(Detection annotation items)
-- START --
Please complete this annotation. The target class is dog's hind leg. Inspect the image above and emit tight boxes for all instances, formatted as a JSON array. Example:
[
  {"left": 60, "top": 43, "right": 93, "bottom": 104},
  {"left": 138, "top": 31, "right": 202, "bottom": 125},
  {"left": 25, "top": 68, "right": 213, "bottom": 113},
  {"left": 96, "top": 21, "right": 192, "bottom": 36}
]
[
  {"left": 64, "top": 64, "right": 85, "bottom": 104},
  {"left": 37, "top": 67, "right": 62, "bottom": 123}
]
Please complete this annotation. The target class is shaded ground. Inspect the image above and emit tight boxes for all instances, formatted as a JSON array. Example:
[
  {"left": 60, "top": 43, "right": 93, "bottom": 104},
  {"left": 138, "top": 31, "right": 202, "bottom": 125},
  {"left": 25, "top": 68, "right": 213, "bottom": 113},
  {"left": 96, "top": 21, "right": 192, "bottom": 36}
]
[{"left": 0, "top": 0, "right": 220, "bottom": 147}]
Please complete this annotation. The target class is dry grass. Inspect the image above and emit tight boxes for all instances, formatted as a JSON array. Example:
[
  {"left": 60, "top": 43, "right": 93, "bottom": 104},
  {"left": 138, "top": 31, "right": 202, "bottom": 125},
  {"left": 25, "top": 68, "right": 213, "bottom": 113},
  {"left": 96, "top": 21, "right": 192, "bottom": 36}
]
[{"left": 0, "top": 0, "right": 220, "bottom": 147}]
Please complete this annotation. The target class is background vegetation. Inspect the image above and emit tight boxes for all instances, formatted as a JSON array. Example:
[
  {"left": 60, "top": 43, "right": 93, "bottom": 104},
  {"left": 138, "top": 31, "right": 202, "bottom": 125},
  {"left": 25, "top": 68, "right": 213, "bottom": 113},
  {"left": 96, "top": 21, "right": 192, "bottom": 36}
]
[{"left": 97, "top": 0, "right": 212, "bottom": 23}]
-- END --
**Short problem**:
Rescale the items from the line holding "Please complete this annotation. The target class is background" through the end of the items, inclusive, and write out those lines again with the request and its sample boxes left unchanged. In the answers only, multiply every box coordinate by 0.95 and round to whole numbers, with halves rounded up.

**The output**:
Please complete this annotation. The target class is background vegetation. Inspect the image above and emit tight boxes for all instances, formatted as a JSON array. Example:
[
  {"left": 60, "top": 43, "right": 93, "bottom": 104},
  {"left": 138, "top": 31, "right": 202, "bottom": 125},
  {"left": 25, "top": 68, "right": 213, "bottom": 113},
  {"left": 96, "top": 21, "right": 192, "bottom": 36}
]
[{"left": 92, "top": 0, "right": 201, "bottom": 22}]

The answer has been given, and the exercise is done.